> _What needs to be done_: Starting at the line that holds "Expected: one marker per instance of the pink boot", set down each line through the end of the listing, exactly as written and with nothing added.

========================================================================

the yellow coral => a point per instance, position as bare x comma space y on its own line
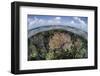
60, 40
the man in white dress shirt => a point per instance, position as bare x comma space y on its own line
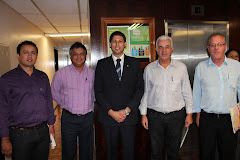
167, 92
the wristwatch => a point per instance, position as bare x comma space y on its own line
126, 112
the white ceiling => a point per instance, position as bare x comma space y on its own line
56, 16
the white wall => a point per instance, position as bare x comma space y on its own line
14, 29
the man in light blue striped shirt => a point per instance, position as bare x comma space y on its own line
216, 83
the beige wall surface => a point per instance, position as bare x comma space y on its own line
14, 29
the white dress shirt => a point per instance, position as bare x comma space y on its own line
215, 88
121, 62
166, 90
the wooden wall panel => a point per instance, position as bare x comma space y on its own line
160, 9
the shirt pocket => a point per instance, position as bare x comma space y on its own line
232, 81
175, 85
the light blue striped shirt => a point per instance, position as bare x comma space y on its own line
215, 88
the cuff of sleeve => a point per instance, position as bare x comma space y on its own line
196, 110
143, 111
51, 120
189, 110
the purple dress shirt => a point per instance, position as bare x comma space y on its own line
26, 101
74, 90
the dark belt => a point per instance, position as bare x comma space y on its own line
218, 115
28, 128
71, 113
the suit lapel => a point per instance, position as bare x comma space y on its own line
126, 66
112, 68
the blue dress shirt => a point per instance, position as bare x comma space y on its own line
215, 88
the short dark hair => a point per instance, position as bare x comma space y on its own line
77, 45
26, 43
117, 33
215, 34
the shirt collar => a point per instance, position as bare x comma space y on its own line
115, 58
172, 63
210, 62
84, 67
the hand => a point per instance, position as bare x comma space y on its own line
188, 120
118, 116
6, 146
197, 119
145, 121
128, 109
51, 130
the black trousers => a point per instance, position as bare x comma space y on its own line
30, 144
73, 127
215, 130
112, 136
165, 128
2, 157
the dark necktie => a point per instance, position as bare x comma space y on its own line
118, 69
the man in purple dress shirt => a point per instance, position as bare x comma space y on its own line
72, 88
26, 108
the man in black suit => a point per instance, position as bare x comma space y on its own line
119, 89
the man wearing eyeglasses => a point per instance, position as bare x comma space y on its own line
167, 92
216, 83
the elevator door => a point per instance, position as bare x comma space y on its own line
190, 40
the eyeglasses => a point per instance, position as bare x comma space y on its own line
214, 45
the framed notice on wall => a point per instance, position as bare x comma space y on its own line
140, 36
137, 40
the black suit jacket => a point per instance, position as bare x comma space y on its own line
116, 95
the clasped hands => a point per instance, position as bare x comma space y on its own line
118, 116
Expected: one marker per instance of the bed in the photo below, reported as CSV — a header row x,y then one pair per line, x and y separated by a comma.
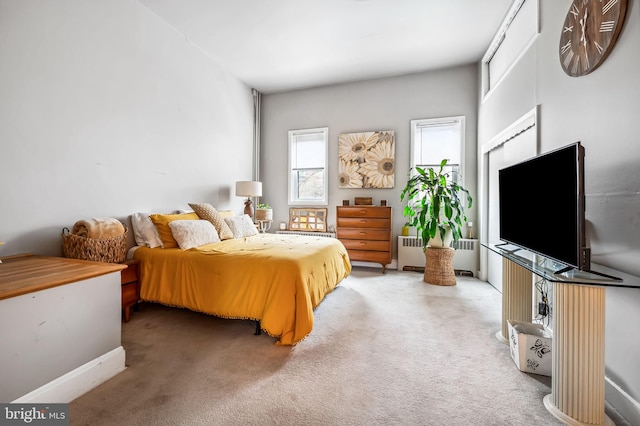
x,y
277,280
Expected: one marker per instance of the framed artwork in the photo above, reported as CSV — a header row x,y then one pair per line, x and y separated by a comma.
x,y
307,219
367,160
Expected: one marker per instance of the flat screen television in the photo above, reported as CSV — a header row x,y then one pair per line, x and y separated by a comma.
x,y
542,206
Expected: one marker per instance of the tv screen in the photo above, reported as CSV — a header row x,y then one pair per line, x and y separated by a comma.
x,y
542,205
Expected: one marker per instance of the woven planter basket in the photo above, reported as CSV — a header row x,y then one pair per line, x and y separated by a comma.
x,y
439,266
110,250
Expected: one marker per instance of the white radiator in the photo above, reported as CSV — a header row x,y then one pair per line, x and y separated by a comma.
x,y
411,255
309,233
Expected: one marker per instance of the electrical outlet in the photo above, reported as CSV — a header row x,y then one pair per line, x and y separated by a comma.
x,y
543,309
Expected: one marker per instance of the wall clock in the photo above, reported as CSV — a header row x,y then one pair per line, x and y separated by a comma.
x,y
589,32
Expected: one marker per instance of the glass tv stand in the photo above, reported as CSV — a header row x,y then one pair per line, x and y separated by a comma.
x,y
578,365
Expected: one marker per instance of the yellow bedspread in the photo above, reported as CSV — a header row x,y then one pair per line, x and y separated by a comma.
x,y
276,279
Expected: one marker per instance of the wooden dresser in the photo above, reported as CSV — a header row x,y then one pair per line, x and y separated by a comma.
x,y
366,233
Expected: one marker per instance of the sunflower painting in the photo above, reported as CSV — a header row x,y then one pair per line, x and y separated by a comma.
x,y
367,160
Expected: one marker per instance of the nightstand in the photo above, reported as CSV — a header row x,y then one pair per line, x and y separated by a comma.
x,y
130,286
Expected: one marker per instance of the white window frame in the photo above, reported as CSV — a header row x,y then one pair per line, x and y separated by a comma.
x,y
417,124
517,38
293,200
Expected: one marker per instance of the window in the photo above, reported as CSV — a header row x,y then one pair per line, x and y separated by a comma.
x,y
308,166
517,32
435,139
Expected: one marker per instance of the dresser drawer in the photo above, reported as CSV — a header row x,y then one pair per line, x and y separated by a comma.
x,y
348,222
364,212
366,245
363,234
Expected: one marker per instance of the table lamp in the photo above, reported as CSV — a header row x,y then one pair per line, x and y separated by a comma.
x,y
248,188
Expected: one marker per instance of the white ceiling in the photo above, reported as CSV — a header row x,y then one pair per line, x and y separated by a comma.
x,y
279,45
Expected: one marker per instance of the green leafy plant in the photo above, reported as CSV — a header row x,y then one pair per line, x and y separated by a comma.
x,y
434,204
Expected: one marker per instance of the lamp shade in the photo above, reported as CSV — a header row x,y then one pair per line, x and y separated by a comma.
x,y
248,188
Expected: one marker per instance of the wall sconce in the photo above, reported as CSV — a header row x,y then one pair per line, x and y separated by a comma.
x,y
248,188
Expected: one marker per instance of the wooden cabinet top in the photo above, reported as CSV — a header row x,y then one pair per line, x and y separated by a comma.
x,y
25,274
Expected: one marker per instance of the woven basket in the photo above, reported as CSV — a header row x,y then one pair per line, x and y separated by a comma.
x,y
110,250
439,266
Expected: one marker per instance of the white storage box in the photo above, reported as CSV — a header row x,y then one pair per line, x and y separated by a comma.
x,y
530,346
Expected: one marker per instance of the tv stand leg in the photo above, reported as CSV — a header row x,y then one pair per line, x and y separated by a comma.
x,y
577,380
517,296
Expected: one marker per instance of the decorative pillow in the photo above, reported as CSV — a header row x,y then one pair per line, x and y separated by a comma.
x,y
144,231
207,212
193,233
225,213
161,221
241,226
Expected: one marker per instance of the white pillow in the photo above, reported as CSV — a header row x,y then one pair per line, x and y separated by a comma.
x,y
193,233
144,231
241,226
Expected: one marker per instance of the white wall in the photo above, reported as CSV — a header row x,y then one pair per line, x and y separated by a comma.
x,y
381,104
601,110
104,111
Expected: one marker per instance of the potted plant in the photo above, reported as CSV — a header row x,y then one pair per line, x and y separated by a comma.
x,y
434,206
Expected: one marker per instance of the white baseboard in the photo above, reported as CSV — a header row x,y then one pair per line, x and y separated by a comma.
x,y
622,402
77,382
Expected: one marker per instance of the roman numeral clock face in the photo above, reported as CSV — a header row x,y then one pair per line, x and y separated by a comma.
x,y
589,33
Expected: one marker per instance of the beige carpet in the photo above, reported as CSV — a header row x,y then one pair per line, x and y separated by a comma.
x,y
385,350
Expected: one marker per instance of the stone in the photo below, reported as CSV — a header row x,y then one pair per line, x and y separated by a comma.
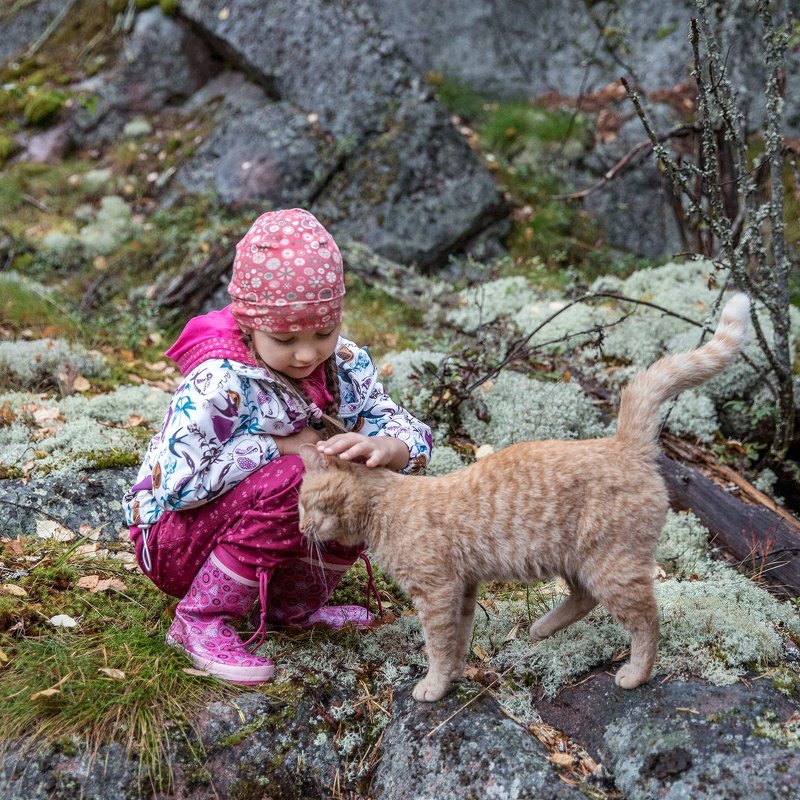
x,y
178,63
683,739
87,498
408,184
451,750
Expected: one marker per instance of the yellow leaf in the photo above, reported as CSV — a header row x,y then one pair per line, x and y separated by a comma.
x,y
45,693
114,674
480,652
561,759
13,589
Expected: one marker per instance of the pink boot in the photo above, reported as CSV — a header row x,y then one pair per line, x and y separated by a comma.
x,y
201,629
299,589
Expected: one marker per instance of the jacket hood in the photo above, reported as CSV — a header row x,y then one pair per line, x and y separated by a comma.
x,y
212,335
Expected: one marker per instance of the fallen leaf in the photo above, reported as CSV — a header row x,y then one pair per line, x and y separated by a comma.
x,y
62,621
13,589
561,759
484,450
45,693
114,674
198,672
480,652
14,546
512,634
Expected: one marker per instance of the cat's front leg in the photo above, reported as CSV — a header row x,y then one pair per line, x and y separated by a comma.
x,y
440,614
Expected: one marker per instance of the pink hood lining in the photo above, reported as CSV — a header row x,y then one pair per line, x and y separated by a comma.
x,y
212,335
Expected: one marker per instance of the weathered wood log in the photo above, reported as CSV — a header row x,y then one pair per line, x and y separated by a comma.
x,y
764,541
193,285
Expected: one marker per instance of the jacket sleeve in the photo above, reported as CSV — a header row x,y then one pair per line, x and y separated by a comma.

========================================================================

> _Exercise result_:
Expected: one marker per instance of the pink boot in the photo above, reported as CSV — a header row x,y then one pair per line, x and y separated by a comma.
x,y
201,629
299,589
Expected: one marker per instance of the jacket hood in the photo above, reported as CSV — a header row x,y then one pair per line, x and y separated by a comma.
x,y
212,335
Expected: one marker per instance of the fallen leaf in the photo above, reported as CSV — a header row x,y then one pair per line, x and y separated by a comma.
x,y
62,621
13,589
561,759
484,450
45,693
114,674
198,672
480,652
14,546
512,634
Expected: one marker per instance of the cat's front leg in the photo above, reported as CSV — a header row x,y then one pair per line, x and y separated by a comma.
x,y
440,614
Expected: one marker per instance of the pink hood lining in the photo above, reported as CSV — a header row x,y then one pair per line, x and y separated by a comma.
x,y
212,335
Expected: one marker per instance of the weathered wood log in the photo above, reported as CSV — a header row x,y then one pair per line, x and y separated by a comma.
x,y
764,541
193,285
Expected: one marker per instance of the jacket sleeve in the photo above, reported as CSV — a header row x,y then one pair per line, x and y separated by a comma.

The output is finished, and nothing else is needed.